Starting at the line that contains "In this exercise you will mark each instance of the girl" and ending at the last line of the items, write out every line again. Shift each x and y coordinate in the answers by -71, and leave all other lines unchanged.

┌──

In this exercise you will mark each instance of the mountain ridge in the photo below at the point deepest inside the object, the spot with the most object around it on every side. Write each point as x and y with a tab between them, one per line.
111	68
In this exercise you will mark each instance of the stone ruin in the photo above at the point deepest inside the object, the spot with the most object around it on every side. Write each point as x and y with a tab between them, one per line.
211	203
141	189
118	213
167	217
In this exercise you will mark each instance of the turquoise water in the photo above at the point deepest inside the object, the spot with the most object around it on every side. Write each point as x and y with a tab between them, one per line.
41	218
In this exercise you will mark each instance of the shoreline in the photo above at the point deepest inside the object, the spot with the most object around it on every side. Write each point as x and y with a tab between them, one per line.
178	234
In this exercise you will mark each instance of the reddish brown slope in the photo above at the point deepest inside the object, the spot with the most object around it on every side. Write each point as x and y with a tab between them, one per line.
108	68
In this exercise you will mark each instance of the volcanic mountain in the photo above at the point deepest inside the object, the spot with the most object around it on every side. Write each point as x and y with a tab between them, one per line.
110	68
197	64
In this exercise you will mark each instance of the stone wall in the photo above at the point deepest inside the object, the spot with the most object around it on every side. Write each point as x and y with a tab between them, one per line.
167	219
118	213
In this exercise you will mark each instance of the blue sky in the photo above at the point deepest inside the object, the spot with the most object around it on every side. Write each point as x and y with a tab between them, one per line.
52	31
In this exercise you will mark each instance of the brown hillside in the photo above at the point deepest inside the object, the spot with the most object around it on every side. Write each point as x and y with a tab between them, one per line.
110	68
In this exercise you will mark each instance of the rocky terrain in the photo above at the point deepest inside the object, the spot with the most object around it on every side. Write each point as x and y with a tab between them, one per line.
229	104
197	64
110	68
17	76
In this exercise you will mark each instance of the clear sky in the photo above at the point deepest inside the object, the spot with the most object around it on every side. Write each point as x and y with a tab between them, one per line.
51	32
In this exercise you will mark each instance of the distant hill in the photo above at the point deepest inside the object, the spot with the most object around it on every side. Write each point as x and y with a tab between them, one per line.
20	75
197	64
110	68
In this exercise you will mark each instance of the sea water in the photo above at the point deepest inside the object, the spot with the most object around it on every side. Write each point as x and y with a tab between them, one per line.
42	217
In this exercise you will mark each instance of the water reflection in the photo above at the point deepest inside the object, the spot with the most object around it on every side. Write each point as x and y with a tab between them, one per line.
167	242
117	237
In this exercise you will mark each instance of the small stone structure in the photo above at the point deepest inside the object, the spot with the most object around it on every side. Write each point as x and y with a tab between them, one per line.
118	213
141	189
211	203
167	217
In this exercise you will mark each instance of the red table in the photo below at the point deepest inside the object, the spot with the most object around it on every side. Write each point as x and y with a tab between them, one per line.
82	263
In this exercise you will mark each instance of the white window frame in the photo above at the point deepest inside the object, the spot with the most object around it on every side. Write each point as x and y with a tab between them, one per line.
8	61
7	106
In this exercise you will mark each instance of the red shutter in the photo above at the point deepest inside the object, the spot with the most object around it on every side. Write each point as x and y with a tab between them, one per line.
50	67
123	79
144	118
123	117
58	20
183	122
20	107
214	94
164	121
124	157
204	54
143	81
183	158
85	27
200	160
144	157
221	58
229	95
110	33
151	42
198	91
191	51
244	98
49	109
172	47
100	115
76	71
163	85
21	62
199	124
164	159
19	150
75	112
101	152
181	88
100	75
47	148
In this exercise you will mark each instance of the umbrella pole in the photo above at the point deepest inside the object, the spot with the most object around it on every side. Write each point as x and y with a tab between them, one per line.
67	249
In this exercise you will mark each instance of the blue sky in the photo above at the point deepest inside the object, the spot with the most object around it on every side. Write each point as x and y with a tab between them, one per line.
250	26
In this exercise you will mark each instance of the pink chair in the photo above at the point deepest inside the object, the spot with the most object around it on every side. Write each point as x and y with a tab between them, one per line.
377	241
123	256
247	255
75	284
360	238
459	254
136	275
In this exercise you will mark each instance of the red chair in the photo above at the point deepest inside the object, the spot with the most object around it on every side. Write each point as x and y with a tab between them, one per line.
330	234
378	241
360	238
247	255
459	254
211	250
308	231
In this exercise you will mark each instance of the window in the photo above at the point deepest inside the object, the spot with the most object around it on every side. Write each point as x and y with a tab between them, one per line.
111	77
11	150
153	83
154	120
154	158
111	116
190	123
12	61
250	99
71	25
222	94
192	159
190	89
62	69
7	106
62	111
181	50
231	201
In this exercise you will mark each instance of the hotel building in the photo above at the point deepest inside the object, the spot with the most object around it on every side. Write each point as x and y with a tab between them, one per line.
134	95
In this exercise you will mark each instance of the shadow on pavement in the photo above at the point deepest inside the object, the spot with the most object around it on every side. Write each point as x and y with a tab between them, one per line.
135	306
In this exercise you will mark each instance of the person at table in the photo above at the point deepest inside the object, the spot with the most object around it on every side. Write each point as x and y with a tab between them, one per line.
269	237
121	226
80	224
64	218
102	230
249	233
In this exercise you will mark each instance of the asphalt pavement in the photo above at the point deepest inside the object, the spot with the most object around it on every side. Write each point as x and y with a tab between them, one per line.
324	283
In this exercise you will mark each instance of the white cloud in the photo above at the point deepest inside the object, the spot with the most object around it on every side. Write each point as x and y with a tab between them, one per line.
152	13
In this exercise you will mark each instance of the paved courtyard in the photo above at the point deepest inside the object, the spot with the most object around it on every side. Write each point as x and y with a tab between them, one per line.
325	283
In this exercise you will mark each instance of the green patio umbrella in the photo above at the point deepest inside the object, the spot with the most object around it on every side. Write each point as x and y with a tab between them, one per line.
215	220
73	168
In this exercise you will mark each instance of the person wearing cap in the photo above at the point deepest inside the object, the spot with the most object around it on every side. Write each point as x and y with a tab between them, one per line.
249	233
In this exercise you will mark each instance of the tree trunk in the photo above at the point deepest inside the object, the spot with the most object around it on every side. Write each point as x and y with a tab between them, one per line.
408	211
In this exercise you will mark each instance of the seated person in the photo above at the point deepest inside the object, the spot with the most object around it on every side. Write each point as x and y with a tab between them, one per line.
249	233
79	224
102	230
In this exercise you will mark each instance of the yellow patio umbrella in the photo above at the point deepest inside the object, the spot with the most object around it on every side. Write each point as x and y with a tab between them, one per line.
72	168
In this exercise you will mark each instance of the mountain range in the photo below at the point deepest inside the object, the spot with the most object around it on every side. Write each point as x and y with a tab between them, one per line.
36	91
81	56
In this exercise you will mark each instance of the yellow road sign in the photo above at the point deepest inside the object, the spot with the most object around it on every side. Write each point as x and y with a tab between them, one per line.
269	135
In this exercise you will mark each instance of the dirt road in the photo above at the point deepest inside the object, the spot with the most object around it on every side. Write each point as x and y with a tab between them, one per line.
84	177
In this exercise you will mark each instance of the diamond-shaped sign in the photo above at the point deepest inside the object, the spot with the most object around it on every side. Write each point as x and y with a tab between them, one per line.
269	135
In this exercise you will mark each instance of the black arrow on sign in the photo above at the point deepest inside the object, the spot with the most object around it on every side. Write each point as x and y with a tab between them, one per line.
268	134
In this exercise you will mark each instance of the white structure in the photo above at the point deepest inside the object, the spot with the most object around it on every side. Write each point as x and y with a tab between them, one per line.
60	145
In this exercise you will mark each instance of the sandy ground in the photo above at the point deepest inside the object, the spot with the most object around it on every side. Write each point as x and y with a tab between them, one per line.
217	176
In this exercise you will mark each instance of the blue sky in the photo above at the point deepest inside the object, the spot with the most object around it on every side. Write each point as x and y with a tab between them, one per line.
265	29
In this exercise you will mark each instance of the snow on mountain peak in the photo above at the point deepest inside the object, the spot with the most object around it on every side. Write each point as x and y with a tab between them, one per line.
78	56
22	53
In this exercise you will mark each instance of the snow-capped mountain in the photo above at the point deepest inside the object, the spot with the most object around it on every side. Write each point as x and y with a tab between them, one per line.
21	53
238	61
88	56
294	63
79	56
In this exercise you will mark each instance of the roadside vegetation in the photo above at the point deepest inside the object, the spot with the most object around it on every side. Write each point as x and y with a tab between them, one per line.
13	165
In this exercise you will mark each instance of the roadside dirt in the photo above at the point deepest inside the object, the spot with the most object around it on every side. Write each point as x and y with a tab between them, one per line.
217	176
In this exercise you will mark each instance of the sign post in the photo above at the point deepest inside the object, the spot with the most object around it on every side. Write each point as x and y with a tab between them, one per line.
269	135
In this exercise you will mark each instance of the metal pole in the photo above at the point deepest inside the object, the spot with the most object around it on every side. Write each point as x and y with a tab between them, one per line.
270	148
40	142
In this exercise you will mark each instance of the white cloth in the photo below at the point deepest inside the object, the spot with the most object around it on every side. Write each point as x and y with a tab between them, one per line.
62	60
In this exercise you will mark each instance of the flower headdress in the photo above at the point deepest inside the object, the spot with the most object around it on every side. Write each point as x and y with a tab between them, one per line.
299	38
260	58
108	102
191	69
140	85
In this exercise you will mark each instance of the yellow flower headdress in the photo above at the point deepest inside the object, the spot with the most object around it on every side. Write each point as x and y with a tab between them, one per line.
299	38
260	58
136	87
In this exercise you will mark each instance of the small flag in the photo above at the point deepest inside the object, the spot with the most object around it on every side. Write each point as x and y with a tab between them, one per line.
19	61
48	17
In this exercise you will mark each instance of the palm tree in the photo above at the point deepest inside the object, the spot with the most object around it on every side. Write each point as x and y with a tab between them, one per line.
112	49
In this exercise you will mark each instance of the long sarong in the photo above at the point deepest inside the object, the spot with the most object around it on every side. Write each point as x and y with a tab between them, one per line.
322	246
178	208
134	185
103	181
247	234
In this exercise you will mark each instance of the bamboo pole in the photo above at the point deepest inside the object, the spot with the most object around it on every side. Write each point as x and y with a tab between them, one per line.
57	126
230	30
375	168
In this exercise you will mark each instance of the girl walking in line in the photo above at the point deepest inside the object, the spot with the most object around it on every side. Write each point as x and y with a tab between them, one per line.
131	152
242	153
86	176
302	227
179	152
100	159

└──

**PROBLEM SOLUTION**
In this exercise you will mark each instance of the girl walking in line in the photo above at the point deepest inside the object, the spot with the most object around it on every side. Write each point as x and y with a tab between them, one per line.
60	81
171	82
15	105
231	156
108	81
29	88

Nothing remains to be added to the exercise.